EXERCISE REQUIREMENTS
Rewrite all the rows below as a Markdown table with two columns, No. and Line, where No. numbers each line in order and Line holds its text. Leave out any blank lines.

──────────

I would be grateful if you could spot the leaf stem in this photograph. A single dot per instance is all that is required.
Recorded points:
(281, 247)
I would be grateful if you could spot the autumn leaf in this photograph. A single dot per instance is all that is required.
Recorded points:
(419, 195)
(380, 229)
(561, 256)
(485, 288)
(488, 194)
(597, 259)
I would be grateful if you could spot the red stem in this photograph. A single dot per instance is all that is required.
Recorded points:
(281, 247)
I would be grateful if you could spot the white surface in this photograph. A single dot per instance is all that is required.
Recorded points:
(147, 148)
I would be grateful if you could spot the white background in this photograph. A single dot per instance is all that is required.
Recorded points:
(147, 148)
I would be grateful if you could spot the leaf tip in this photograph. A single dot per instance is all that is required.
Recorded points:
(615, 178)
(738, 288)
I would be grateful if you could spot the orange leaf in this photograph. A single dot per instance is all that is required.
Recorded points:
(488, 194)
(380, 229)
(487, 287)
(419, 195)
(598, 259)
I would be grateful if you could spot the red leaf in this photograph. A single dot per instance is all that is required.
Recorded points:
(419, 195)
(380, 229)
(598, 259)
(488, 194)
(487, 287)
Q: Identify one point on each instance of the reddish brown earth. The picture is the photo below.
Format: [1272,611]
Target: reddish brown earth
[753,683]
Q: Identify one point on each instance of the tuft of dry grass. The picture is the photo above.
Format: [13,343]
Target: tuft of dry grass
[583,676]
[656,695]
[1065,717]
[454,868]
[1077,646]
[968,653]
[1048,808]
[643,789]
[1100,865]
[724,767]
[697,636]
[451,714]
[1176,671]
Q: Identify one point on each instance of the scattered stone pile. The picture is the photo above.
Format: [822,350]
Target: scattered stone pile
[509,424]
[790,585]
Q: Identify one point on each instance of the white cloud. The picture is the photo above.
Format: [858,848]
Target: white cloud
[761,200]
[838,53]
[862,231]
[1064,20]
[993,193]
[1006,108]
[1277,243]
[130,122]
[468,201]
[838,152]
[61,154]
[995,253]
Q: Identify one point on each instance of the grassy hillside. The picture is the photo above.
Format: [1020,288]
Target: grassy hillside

──────────

RESULT
| No. | Line |
|---|---|
| 1 | I would be grateful if you could spot the leaf stem in this photograph. A single dot per instance is all that is required. |
| 2 | Recorded points: |
| 3 | (281, 247) |
| 4 | I would be grateful if you could spot the autumn leaf in this photograph. A single dot per instance is all that is required. |
| 5 | Recorded points: |
| 6 | (419, 195) |
| 7 | (380, 229) |
| 8 | (561, 256) |
| 9 | (485, 288) |
| 10 | (488, 194) |
| 11 | (597, 259) |
| 12 | I would be grateful if you could spot the red stem in this photograph. A single dot per instance is all that is required. |
| 13 | Recorded points: |
| 14 | (281, 247) |
| 15 | I would be grateful if you could spot the white surface in this photograph. A single dot per instance is all that is required. |
| 16 | Recorded points: |
| 17 | (147, 148) |
| 18 | I would be grateful if you could spot the white background in this photograph. A single dot per instance is all that is required. |
| 19 | Recorded points: |
| 20 | (147, 148) |
| 21 | I would be grateful if you could spot the leaf tip in this photograph. A single dot per instance is all that is required. |
| 22 | Recorded points: |
| 23 | (615, 178) |
| 24 | (738, 288) |
| 25 | I would be grateful if you could spot the orange leaf in this photograph. A single dot per instance is all that is required. |
| 26 | Recorded points: |
| 27 | (488, 194) |
| 28 | (380, 229) |
| 29 | (487, 287) |
| 30 | (419, 195) |
| 31 | (598, 259) |
| 32 | I would be grateful if you could spot the red leaf in this photograph. A single dot per instance is all that is required. |
| 33 | Recorded points: |
| 34 | (419, 195) |
| 35 | (380, 229) |
| 36 | (598, 259) |
| 37 | (488, 194) |
| 38 | (487, 287) |
| 39 | Q: Identify one point on each instance of the reddish brown earth. The picture is the photo below. |
| 40 | Format: [1272,611] |
| 41 | Target: reddish brown earth |
| 42 | [753,683] |
| 43 | Q: Identify one point on each instance of the tuft of dry grass. The picture is the photo above. |
| 44 | Format: [13,343] |
| 45 | Target: tuft of dry grass |
| 46 | [583,676] |
| 47 | [656,695] |
| 48 | [1065,717] |
| 49 | [454,868] |
| 50 | [1077,646] |
| 51 | [968,653] |
| 52 | [1048,808] |
| 53 | [643,789] |
| 54 | [1100,865] |
| 55 | [724,767] |
| 56 | [697,636] |
| 57 | [451,714] |
| 58 | [1176,671] |
| 59 | Q: Identify one point on each instance of the scattered stone pile. The picture is the photo above. |
| 60 | Format: [822,350] |
| 61 | Target: scattered stone pile |
| 62 | [509,424] |
| 63 | [790,585] |
| 64 | Q: Identify one point on each instance of the white cloud. The picture is the photo above. |
| 65 | Format: [858,848] |
| 66 | Target: white cloud |
| 67 | [761,200] |
| 68 | [838,53] |
| 69 | [862,231] |
| 70 | [1064,20] |
| 71 | [993,193] |
| 72 | [1006,108] |
| 73 | [1277,243] |
| 74 | [130,122] |
| 75 | [468,201] |
| 76 | [838,152] |
| 77 | [61,154] |
| 78 | [995,253] |
| 79 | Q: Identify one point on each instance of the grassy hillside. The picture is the photo above. |
| 80 | Format: [1020,288] |
| 81 | Target: grassy hillside |